[BEGIN Recorded data]

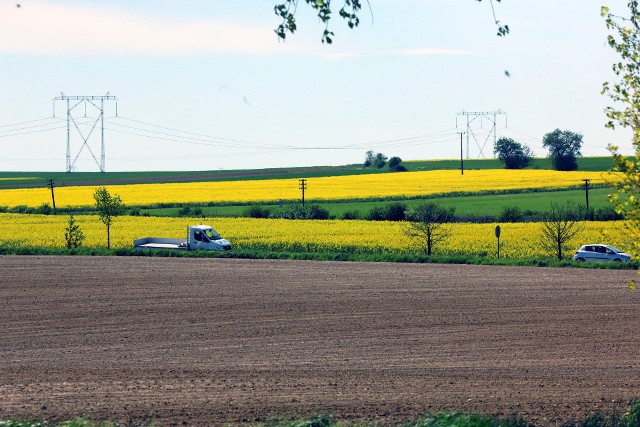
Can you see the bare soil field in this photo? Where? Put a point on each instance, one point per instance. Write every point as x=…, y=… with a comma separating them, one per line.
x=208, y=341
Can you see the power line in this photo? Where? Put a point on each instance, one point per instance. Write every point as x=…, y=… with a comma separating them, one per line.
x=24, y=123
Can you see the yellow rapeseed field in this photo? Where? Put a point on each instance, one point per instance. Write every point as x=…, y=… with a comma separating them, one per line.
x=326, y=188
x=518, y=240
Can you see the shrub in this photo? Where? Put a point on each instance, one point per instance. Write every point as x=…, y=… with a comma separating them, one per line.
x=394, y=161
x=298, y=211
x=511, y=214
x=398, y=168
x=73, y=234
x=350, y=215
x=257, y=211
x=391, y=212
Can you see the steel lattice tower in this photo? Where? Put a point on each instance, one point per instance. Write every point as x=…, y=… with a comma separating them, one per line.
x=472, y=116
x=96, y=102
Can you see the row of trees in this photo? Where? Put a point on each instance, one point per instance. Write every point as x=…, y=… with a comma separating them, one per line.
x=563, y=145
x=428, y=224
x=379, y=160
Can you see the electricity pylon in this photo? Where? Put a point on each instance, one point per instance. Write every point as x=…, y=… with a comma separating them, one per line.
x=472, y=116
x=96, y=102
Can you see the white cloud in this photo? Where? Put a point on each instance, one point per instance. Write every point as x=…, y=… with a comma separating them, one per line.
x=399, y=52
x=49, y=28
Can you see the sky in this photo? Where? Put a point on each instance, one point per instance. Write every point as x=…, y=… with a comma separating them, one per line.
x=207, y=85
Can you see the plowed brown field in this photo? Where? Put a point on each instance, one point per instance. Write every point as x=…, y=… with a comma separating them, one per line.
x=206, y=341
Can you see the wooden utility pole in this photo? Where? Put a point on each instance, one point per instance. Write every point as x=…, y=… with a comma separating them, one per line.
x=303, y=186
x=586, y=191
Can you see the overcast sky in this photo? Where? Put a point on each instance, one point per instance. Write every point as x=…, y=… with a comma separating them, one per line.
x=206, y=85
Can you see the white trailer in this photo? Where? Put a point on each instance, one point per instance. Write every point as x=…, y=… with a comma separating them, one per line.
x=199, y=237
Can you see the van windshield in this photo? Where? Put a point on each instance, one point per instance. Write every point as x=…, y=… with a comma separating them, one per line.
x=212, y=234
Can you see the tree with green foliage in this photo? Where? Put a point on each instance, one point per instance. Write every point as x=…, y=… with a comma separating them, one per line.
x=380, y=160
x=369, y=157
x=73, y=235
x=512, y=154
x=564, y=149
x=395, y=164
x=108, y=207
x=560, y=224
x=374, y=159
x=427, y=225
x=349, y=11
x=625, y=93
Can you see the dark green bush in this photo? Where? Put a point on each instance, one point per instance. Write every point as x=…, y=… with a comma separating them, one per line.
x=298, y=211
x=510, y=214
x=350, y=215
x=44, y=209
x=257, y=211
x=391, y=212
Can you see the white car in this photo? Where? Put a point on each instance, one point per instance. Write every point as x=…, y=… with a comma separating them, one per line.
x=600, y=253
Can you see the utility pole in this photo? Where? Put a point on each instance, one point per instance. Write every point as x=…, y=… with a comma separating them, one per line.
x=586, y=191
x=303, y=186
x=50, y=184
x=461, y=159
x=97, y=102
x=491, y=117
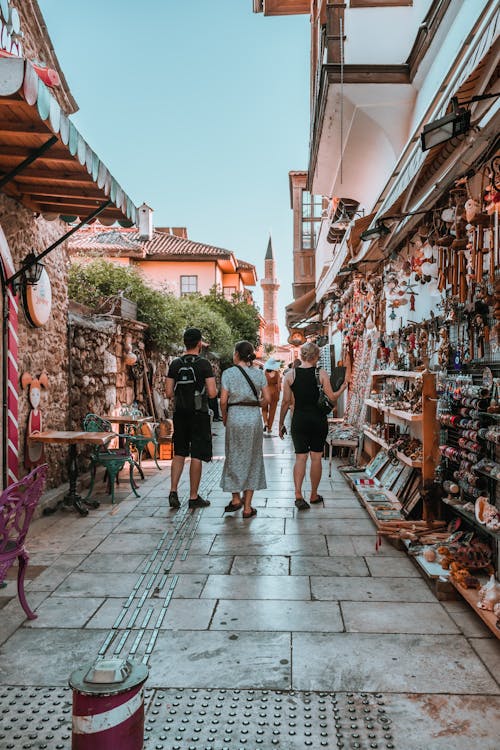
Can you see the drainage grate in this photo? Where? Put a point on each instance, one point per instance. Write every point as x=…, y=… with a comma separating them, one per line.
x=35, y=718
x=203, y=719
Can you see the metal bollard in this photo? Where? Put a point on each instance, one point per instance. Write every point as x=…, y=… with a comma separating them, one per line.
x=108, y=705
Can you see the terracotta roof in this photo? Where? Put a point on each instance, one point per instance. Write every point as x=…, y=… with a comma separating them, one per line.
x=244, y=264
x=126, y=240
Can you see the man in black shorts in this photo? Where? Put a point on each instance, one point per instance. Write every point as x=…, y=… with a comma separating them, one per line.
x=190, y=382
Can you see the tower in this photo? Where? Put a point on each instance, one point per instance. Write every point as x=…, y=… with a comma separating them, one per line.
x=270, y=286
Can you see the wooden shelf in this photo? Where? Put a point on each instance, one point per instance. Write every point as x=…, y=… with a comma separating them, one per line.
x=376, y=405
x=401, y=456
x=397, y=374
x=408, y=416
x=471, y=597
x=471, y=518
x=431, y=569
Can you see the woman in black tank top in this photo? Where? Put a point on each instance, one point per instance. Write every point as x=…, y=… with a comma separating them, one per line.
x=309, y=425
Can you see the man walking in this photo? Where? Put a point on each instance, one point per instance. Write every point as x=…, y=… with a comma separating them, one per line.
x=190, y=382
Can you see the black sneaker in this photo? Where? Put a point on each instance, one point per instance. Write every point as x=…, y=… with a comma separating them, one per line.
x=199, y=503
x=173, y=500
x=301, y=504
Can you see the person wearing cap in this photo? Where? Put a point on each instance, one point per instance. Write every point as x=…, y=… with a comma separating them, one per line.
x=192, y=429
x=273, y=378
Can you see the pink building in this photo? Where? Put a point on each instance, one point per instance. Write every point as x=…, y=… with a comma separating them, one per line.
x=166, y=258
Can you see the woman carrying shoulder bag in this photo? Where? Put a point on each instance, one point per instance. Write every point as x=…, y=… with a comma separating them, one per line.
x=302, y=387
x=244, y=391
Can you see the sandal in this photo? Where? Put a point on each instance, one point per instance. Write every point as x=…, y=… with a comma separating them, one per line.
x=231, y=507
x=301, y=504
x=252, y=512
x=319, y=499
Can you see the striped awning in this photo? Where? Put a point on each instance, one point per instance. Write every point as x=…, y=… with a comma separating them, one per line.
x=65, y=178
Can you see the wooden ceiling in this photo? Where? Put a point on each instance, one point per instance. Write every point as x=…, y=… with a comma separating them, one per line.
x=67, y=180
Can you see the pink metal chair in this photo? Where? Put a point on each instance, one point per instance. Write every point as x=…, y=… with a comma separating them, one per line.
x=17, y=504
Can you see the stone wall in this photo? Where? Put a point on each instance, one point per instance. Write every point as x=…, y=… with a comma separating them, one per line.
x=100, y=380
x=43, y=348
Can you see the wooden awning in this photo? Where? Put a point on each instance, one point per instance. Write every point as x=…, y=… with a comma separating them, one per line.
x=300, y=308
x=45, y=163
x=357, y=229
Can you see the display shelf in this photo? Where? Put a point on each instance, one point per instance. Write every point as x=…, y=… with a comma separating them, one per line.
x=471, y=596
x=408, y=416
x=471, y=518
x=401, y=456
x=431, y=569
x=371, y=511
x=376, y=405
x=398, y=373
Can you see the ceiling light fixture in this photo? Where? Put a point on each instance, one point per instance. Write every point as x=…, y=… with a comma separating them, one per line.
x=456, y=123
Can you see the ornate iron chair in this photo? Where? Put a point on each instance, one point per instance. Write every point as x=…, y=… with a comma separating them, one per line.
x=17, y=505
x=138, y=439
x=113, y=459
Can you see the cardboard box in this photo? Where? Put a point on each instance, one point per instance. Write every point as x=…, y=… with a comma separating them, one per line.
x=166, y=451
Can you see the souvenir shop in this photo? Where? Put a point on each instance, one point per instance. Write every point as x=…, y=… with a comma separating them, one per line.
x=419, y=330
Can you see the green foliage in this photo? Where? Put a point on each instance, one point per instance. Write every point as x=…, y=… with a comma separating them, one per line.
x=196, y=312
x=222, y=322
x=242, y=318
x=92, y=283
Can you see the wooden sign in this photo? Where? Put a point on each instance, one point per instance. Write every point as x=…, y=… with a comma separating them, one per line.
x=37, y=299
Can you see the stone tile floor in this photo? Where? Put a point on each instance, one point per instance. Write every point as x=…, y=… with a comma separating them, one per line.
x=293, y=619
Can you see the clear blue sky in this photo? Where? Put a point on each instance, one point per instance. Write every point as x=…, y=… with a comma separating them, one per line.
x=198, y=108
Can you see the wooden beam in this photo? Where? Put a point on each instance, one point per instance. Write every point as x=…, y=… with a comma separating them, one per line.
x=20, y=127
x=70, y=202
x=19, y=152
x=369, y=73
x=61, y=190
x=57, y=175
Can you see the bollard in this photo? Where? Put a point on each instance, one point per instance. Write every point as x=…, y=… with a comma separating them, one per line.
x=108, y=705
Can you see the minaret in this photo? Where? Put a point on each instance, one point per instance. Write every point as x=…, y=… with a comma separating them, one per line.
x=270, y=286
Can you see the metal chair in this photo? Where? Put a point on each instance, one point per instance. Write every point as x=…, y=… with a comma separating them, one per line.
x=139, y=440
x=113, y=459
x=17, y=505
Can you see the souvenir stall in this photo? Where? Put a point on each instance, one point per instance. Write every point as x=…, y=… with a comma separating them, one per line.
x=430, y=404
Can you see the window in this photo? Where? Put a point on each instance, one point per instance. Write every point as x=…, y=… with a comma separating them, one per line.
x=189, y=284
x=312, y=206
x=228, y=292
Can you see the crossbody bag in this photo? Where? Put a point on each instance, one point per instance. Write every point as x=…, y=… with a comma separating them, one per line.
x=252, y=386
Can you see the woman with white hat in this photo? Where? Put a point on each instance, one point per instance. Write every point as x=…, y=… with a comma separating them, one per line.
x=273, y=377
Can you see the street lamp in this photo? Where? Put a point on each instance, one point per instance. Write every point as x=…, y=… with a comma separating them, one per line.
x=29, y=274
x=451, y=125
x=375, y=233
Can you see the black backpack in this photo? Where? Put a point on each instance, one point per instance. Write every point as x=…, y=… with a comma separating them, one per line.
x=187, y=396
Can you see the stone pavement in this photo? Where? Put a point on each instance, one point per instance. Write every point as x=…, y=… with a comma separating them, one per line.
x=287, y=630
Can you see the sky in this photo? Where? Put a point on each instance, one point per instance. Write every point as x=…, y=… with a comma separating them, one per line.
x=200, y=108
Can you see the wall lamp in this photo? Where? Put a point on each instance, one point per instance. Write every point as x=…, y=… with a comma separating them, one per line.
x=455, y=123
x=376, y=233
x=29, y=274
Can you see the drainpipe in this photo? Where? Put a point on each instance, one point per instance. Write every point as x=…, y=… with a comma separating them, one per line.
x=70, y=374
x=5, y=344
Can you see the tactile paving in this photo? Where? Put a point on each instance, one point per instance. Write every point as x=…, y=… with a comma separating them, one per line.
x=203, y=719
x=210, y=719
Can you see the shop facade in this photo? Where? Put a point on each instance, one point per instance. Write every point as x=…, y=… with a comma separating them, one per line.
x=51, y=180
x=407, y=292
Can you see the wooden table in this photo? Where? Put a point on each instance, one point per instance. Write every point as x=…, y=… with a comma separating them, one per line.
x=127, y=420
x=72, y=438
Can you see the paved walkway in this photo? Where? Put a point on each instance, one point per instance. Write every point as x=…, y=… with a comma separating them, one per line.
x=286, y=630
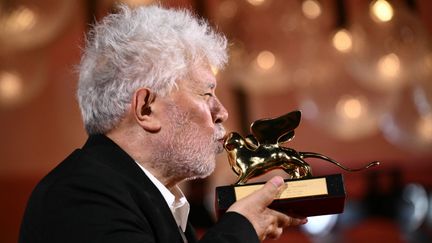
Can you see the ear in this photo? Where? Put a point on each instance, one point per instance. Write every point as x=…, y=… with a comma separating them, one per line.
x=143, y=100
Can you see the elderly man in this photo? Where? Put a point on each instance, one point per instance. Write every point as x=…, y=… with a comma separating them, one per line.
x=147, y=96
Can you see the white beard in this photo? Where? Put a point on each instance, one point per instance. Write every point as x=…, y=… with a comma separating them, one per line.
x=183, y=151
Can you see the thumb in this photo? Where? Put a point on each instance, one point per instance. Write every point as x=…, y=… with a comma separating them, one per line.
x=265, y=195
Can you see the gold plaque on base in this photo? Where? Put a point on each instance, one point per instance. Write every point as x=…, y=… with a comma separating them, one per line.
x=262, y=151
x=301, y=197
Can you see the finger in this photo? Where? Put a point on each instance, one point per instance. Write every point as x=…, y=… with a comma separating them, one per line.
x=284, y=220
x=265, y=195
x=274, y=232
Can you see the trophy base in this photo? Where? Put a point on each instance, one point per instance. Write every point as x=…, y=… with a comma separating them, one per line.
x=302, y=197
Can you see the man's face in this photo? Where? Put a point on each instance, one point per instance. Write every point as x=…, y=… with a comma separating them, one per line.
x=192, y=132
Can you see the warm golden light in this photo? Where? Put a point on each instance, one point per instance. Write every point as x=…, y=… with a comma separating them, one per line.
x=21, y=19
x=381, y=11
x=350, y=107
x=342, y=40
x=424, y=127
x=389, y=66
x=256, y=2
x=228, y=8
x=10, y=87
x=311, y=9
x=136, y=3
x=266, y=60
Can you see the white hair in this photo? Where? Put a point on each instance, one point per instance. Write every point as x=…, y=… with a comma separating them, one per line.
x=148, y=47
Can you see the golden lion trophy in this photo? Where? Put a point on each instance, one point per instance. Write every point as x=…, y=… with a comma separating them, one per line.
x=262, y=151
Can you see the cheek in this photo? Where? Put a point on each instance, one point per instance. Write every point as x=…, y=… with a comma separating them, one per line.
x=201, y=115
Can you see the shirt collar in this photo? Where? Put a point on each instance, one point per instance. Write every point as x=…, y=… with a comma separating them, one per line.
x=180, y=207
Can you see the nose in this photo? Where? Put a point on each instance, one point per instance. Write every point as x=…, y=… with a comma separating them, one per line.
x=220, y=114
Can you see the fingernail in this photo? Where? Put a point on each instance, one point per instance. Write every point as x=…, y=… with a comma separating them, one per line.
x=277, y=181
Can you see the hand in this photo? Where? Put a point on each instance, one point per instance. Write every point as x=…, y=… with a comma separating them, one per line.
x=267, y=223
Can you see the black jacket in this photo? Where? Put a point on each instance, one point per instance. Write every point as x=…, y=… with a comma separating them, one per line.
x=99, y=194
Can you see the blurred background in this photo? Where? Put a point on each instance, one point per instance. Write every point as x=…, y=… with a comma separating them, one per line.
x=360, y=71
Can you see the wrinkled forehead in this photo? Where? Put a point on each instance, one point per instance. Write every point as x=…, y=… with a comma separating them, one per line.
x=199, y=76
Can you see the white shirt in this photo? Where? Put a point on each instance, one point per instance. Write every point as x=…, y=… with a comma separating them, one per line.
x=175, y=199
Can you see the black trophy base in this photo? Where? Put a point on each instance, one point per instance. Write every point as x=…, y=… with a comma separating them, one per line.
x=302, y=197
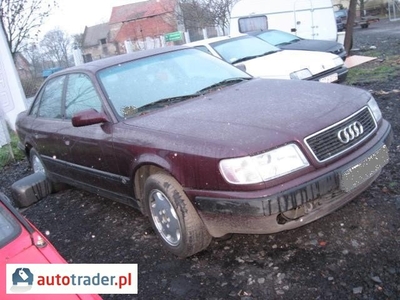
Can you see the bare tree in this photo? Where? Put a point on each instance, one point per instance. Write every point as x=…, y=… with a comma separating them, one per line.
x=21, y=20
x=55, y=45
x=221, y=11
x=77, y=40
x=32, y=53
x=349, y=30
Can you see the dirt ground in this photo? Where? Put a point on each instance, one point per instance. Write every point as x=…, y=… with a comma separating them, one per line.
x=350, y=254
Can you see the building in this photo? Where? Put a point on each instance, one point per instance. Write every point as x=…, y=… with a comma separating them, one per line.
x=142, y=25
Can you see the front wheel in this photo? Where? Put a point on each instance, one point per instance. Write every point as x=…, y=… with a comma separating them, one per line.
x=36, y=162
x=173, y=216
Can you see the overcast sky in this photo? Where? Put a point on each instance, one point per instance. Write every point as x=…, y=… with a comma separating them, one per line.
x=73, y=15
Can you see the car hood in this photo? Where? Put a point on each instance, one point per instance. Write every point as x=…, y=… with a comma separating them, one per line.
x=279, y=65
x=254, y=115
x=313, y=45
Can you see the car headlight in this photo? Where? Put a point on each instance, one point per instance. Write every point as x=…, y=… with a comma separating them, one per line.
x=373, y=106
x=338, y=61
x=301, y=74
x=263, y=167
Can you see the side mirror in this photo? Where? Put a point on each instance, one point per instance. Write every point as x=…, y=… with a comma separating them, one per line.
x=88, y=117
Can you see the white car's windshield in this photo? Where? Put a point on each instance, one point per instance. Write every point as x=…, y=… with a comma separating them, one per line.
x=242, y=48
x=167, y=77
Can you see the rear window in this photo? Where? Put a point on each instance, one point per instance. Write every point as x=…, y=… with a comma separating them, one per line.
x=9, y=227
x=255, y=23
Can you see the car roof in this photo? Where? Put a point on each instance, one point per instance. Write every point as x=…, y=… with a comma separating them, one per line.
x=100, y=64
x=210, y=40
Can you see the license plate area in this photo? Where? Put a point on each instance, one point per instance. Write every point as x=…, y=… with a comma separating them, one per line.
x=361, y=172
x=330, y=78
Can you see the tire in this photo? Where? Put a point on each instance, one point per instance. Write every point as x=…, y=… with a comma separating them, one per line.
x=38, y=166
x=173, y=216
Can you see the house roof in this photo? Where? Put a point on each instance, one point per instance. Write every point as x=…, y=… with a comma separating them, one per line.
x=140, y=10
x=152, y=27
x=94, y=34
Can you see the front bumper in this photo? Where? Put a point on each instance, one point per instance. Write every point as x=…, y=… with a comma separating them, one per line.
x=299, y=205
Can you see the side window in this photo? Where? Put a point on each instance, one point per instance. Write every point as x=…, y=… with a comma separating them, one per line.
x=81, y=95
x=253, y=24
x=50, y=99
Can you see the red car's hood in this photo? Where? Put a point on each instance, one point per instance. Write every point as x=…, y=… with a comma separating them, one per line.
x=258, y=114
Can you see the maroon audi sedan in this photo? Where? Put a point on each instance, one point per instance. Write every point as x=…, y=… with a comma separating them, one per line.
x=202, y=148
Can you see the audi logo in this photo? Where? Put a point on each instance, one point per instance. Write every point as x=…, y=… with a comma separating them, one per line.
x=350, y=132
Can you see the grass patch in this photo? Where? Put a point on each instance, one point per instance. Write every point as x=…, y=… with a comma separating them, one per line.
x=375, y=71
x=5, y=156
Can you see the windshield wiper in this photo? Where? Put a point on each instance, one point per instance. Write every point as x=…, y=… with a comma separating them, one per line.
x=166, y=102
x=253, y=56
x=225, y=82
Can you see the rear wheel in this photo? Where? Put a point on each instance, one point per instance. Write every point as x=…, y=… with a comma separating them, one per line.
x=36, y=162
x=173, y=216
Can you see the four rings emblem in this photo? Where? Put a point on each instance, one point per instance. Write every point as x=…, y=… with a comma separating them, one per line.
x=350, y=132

[END Recorded data]

Reproduce word for word the entries above, beginning with the line that contains "Can you see the thumb" and continuing through the line that contains "x=192, y=132", with both of those lines included.

Can you see the thumb in this photo? Where? Put a point on each instance, one point per instance. Write every point as x=…, y=… with a comma separating them, one per line.
x=265, y=195
Can you see the gold plaque on base in this photo? Where? Put a point on each instance, one point per instance. Write every point as x=…, y=… with a comma separating them, one per line.
x=262, y=151
x=301, y=197
Can you see the finger in this photo? Where? Put a point on each instance, one point per instance. Write every point as x=…, y=… with a comma separating them, one per line.
x=284, y=220
x=265, y=195
x=274, y=232
Can you see the trophy base in this photo? Where? Put a point on each instance, one point per instance. Write every point as x=…, y=… with a comma separating them, one per line.
x=302, y=197
Can you see the man's face in this photo? Where? Put a point on each instance, one point per instance. Write every point as x=…, y=… with a comma separating them, one per line.
x=192, y=132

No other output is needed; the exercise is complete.